Saved entries
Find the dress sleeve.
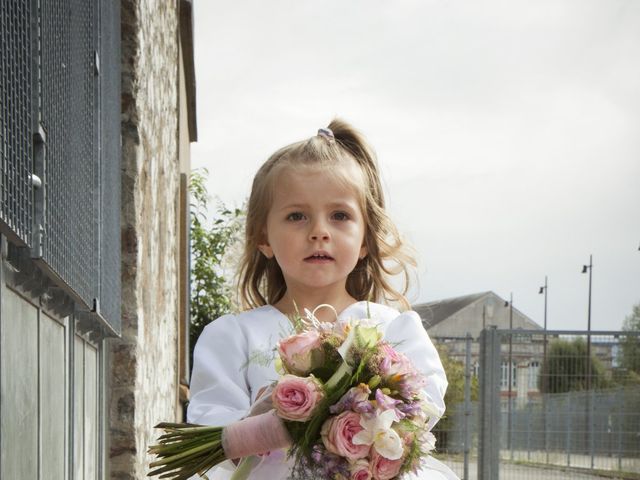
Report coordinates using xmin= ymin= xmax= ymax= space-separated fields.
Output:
xmin=382 ymin=310 xmax=448 ymax=430
xmin=187 ymin=314 xmax=251 ymax=426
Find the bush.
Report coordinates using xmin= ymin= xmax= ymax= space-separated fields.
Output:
xmin=189 ymin=168 xmax=244 ymax=365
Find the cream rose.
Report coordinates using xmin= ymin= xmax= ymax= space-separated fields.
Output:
xmin=277 ymin=330 xmax=323 ymax=375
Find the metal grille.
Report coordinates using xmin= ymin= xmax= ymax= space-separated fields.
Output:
xmin=0 ymin=0 xmax=33 ymax=246
xmin=2 ymin=0 xmax=121 ymax=333
xmin=98 ymin=0 xmax=121 ymax=332
xmin=40 ymin=0 xmax=97 ymax=306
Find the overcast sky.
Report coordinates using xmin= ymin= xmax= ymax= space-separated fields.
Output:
xmin=191 ymin=0 xmax=640 ymax=331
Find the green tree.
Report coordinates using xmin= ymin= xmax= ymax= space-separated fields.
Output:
xmin=620 ymin=302 xmax=640 ymax=375
xmin=614 ymin=302 xmax=640 ymax=385
xmin=189 ymin=168 xmax=244 ymax=364
xmin=538 ymin=338 xmax=608 ymax=394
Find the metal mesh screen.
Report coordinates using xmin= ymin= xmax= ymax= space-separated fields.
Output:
xmin=0 ymin=0 xmax=123 ymax=333
xmin=0 ymin=0 xmax=33 ymax=246
xmin=3 ymin=0 xmax=121 ymax=333
xmin=98 ymin=0 xmax=121 ymax=332
xmin=40 ymin=0 xmax=98 ymax=306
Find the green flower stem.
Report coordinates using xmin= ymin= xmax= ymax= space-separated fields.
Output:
xmin=169 ymin=448 xmax=227 ymax=480
xmin=149 ymin=439 xmax=223 ymax=468
xmin=148 ymin=423 xmax=232 ymax=479
xmin=229 ymin=455 xmax=261 ymax=480
xmin=151 ymin=436 xmax=221 ymax=457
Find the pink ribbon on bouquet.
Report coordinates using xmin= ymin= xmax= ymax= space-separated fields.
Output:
xmin=222 ymin=410 xmax=291 ymax=459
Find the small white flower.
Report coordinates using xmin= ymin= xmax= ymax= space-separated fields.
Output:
xmin=420 ymin=431 xmax=437 ymax=453
xmin=352 ymin=409 xmax=404 ymax=460
xmin=419 ymin=392 xmax=442 ymax=421
xmin=301 ymin=305 xmax=337 ymax=333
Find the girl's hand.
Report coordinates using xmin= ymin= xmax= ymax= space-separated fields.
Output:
xmin=248 ymin=385 xmax=274 ymax=417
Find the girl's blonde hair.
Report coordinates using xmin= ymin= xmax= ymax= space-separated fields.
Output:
xmin=238 ymin=118 xmax=416 ymax=310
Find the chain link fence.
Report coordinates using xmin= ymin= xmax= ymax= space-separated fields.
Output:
xmin=432 ymin=329 xmax=640 ymax=480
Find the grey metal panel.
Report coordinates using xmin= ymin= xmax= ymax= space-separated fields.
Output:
xmin=74 ymin=336 xmax=85 ymax=479
xmin=0 ymin=286 xmax=38 ymax=479
xmin=0 ymin=0 xmax=33 ymax=247
xmin=84 ymin=343 xmax=98 ymax=480
xmin=40 ymin=312 xmax=67 ymax=479
xmin=98 ymin=0 xmax=122 ymax=333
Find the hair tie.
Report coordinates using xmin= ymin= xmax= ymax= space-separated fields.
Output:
xmin=317 ymin=127 xmax=335 ymax=142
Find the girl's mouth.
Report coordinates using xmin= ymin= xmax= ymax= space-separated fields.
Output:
xmin=304 ymin=252 xmax=334 ymax=262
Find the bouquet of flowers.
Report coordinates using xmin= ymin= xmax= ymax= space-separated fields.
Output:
xmin=148 ymin=305 xmax=440 ymax=480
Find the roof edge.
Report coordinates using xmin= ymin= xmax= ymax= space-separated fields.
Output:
xmin=179 ymin=0 xmax=197 ymax=142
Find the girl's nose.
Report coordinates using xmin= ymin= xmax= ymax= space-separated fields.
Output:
xmin=309 ymin=221 xmax=330 ymax=241
xmin=309 ymin=232 xmax=330 ymax=241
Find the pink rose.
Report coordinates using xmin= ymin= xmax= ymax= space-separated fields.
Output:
xmin=370 ymin=447 xmax=403 ymax=480
xmin=272 ymin=374 xmax=324 ymax=421
xmin=321 ymin=411 xmax=370 ymax=460
xmin=350 ymin=458 xmax=372 ymax=480
xmin=278 ymin=330 xmax=323 ymax=375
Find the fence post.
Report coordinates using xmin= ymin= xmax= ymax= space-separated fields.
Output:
xmin=544 ymin=393 xmax=550 ymax=465
xmin=526 ymin=401 xmax=532 ymax=461
xmin=566 ymin=391 xmax=571 ymax=466
xmin=479 ymin=327 xmax=501 ymax=480
xmin=463 ymin=333 xmax=472 ymax=480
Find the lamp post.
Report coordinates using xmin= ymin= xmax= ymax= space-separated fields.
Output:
xmin=582 ymin=254 xmax=594 ymax=469
xmin=582 ymin=255 xmax=593 ymax=391
xmin=538 ymin=277 xmax=548 ymax=463
xmin=538 ymin=276 xmax=548 ymax=331
xmin=538 ymin=277 xmax=549 ymax=380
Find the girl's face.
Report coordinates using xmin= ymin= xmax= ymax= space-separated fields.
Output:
xmin=259 ymin=166 xmax=367 ymax=298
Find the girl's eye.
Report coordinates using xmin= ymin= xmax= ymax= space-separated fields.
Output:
xmin=332 ymin=211 xmax=350 ymax=221
xmin=286 ymin=212 xmax=305 ymax=221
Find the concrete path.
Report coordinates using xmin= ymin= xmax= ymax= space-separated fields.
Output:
xmin=442 ymin=456 xmax=638 ymax=480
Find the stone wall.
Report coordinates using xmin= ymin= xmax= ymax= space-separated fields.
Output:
xmin=110 ymin=0 xmax=180 ymax=478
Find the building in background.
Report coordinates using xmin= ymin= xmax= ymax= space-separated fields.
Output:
xmin=1 ymin=1 xmax=195 ymax=478
xmin=416 ymin=291 xmax=541 ymax=338
xmin=415 ymin=291 xmax=544 ymax=401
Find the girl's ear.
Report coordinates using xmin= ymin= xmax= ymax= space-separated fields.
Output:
xmin=359 ymin=244 xmax=368 ymax=260
xmin=258 ymin=243 xmax=274 ymax=259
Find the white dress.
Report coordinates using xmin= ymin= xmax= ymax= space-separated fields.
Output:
xmin=187 ymin=301 xmax=459 ymax=480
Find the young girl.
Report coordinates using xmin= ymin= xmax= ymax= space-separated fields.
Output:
xmin=187 ymin=119 xmax=459 ymax=480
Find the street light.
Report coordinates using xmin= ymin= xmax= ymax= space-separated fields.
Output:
xmin=538 ymin=276 xmax=549 ymax=463
xmin=538 ymin=276 xmax=549 ymax=363
xmin=538 ymin=276 xmax=548 ymax=331
xmin=582 ymin=254 xmax=594 ymax=469
xmin=582 ymin=255 xmax=593 ymax=391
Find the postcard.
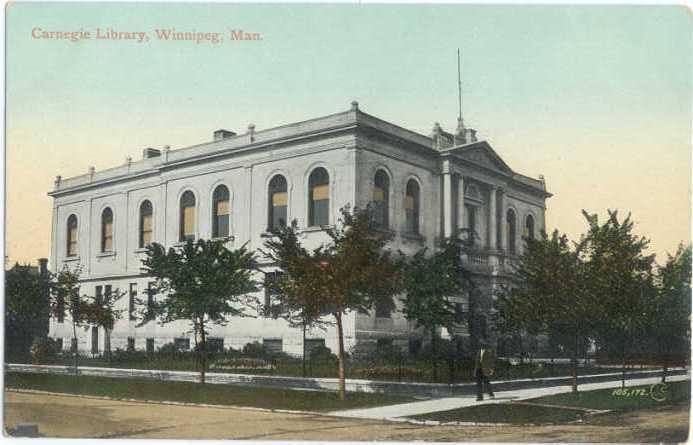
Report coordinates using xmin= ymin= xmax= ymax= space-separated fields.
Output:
xmin=4 ymin=2 xmax=691 ymax=442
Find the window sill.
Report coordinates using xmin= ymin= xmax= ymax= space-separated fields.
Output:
xmin=96 ymin=251 xmax=116 ymax=258
xmin=63 ymin=256 xmax=80 ymax=263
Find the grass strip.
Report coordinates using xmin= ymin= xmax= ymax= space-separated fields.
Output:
xmin=5 ymin=372 xmax=414 ymax=413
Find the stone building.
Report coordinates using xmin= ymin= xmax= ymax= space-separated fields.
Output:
xmin=47 ymin=102 xmax=550 ymax=357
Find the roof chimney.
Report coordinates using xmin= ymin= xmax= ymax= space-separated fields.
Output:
xmin=38 ymin=258 xmax=48 ymax=278
xmin=143 ymin=147 xmax=161 ymax=159
xmin=214 ymin=129 xmax=236 ymax=141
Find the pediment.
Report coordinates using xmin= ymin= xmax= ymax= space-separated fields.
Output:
xmin=455 ymin=142 xmax=514 ymax=176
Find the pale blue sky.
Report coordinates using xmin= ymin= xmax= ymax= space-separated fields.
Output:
xmin=6 ymin=3 xmax=691 ymax=264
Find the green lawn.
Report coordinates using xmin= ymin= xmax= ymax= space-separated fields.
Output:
xmin=412 ymin=402 xmax=586 ymax=424
xmin=411 ymin=380 xmax=691 ymax=424
xmin=5 ymin=372 xmax=415 ymax=412
xmin=530 ymin=380 xmax=691 ymax=411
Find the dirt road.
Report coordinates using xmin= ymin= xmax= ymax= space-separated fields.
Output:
xmin=4 ymin=390 xmax=689 ymax=442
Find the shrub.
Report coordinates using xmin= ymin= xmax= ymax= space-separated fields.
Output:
xmin=242 ymin=341 xmax=265 ymax=358
xmin=309 ymin=345 xmax=338 ymax=363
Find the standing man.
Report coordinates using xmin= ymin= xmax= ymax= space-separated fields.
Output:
xmin=474 ymin=344 xmax=495 ymax=401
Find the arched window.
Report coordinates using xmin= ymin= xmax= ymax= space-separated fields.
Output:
xmin=525 ymin=214 xmax=535 ymax=241
xmin=372 ymin=170 xmax=390 ymax=229
xmin=179 ymin=191 xmax=196 ymax=242
xmin=268 ymin=175 xmax=288 ymax=231
xmin=308 ymin=167 xmax=330 ymax=227
xmin=66 ymin=214 xmax=78 ymax=257
xmin=212 ymin=185 xmax=230 ymax=238
xmin=506 ymin=209 xmax=517 ymax=255
xmin=139 ymin=200 xmax=153 ymax=248
xmin=101 ymin=208 xmax=113 ymax=252
xmin=404 ymin=179 xmax=420 ymax=235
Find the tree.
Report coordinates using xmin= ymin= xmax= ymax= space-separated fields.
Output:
xmin=83 ymin=287 xmax=126 ymax=362
xmin=650 ymin=244 xmax=691 ymax=382
xmin=401 ymin=237 xmax=468 ymax=382
xmin=50 ymin=265 xmax=90 ymax=372
xmin=261 ymin=221 xmax=332 ymax=377
xmin=5 ymin=263 xmax=51 ymax=361
xmin=141 ymin=238 xmax=259 ymax=384
xmin=264 ymin=206 xmax=400 ymax=400
xmin=580 ymin=210 xmax=655 ymax=389
xmin=499 ymin=230 xmax=592 ymax=393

◆ **Work item**
Above are records; say how many of their lines contain the word "white", giving only the number.

◆ **Task answer**
2